Records from a data source:
____
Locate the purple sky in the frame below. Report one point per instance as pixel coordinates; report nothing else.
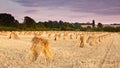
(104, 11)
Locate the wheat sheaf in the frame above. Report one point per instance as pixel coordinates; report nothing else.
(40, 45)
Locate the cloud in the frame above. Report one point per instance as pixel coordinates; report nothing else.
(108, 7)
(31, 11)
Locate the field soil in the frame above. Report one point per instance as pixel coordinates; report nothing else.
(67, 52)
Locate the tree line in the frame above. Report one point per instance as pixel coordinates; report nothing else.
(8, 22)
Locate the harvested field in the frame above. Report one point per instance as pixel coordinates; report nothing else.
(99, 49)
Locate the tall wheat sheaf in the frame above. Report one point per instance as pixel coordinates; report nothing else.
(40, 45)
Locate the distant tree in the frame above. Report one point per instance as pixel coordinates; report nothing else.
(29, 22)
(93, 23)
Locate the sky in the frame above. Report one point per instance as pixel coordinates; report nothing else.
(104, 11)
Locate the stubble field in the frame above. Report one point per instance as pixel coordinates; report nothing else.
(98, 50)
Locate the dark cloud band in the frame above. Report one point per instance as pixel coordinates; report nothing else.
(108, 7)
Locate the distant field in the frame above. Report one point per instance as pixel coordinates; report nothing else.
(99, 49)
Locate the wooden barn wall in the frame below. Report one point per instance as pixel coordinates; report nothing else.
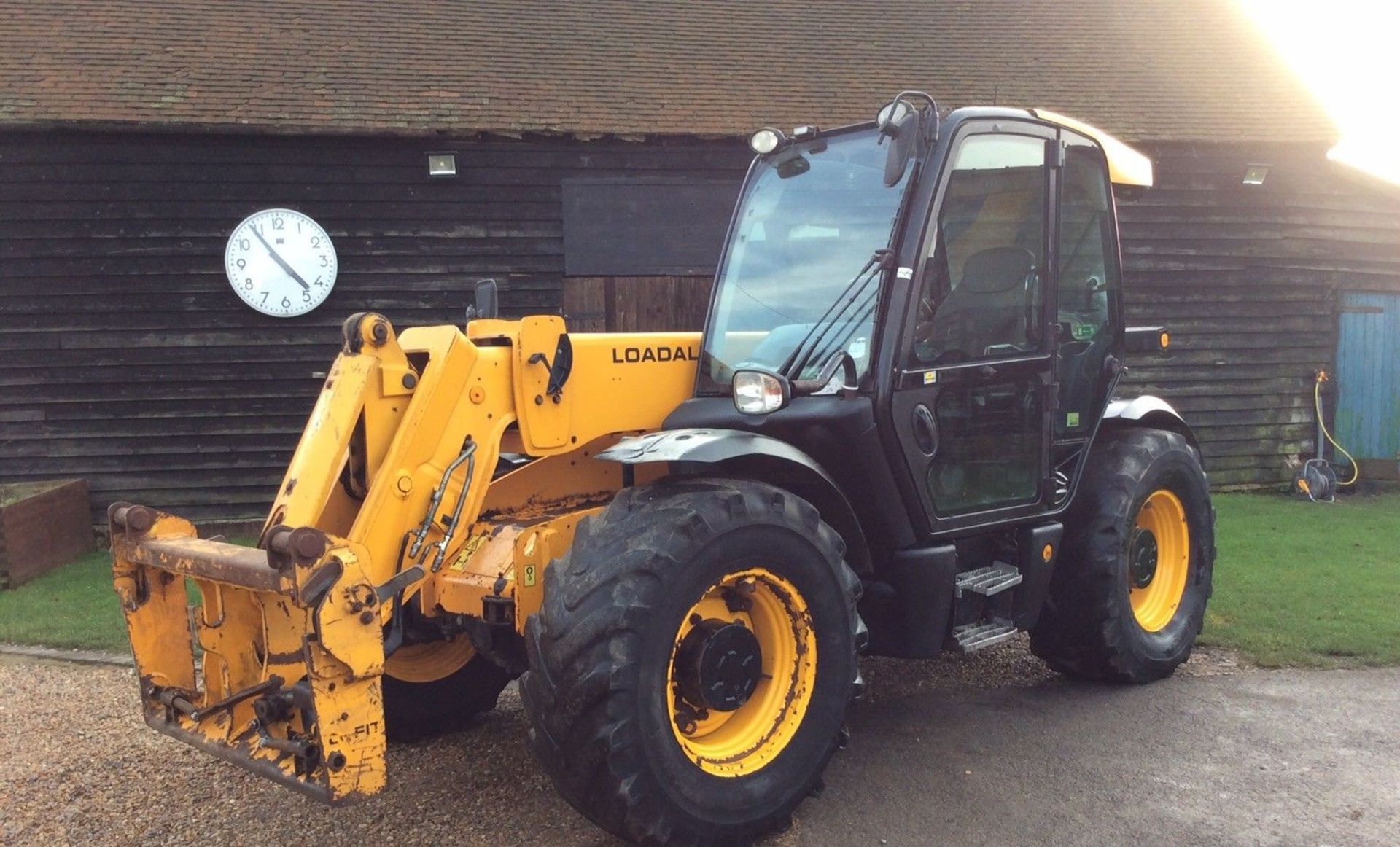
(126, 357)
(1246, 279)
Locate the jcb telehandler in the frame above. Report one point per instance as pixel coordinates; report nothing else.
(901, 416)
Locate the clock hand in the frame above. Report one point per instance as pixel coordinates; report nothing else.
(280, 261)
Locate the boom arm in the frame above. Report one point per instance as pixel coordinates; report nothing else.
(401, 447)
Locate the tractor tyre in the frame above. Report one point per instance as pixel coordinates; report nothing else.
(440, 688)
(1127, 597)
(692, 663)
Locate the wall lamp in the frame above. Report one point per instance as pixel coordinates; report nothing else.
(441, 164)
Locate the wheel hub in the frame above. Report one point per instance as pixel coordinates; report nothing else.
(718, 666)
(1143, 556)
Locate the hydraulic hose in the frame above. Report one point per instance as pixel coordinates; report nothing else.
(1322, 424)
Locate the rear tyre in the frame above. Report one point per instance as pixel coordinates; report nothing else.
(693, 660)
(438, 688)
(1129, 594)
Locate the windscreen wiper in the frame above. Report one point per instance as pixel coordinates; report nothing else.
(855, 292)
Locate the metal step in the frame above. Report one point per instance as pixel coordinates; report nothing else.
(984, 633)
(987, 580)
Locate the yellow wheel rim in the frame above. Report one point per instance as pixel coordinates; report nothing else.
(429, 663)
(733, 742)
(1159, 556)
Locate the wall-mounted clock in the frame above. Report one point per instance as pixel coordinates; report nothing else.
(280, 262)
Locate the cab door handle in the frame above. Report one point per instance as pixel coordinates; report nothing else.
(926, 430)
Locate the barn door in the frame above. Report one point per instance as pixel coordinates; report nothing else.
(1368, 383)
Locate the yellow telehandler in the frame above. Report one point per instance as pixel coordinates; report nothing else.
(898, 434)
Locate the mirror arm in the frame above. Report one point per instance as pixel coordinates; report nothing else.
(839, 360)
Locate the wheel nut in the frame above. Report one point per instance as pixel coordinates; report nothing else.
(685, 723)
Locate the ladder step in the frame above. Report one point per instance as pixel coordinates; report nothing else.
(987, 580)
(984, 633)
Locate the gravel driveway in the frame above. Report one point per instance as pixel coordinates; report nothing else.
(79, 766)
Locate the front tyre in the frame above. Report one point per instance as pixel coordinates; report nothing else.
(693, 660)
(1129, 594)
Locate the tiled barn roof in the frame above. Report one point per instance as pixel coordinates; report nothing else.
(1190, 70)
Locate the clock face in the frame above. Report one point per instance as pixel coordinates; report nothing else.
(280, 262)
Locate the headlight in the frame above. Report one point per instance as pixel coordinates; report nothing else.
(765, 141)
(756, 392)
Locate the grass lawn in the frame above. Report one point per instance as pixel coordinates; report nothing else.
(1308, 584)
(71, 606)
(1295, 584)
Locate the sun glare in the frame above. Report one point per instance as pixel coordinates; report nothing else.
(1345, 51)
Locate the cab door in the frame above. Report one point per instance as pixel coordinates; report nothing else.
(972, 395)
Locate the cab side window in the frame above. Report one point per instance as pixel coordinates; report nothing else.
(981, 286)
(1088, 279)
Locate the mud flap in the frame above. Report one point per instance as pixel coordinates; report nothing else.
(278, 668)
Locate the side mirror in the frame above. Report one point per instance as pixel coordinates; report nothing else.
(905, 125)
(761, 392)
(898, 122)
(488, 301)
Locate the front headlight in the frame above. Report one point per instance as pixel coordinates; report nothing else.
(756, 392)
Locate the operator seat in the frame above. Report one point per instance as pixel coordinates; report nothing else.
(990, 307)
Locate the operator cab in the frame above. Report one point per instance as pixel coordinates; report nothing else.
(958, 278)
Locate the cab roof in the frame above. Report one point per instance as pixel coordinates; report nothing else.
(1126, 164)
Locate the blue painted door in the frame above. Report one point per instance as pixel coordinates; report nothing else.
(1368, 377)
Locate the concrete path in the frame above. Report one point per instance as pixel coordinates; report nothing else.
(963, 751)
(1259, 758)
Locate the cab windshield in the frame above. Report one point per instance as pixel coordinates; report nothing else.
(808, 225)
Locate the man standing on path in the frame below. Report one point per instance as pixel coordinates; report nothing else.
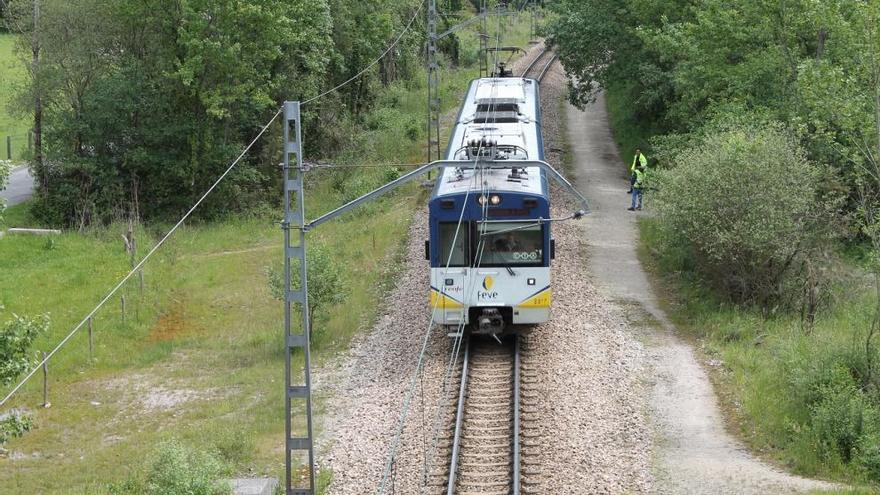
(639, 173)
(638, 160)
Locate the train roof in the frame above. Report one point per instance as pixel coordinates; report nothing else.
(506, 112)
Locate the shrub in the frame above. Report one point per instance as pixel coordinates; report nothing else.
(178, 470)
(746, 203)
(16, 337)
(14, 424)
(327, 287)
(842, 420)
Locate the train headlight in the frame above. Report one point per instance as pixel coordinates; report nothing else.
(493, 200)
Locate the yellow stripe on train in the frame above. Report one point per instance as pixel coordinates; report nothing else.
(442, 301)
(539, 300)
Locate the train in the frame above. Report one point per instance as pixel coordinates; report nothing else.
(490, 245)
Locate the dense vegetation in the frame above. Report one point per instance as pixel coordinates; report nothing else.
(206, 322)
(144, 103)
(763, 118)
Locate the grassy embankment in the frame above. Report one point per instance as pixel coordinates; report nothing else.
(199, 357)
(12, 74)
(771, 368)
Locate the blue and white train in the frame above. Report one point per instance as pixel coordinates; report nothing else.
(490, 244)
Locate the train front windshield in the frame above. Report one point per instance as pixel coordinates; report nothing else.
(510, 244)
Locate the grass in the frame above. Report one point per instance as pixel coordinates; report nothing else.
____
:: WHAT YOU WILL DO ::
Only the lines from the one that contains "Locate the train in" to the end of the data should be output, exactly as they appear.

:: TASK RESULT ::
Locate the train in the frame above. Report one point per instance as pixel coordinates; report nothing else.
(490, 245)
Locate the dense vegetation in the frame above. Report one point per instance as pixel coordinates; report nothing else.
(206, 322)
(144, 103)
(763, 118)
Locate the grassy embankment in the frame above. Report one point per instance as pixel coordinates; report nothing else.
(199, 357)
(12, 74)
(771, 368)
Locate the blue and white train in the frame above. Report one point per instance as pixel coordinates; report nothing else.
(490, 244)
Locate the train front windshield in the frame above. Report one point per instance as pixel coordinates; report nothing else.
(510, 244)
Locate the grass in the frame above. Report one point per instance as pixel coordinates; report nothing else.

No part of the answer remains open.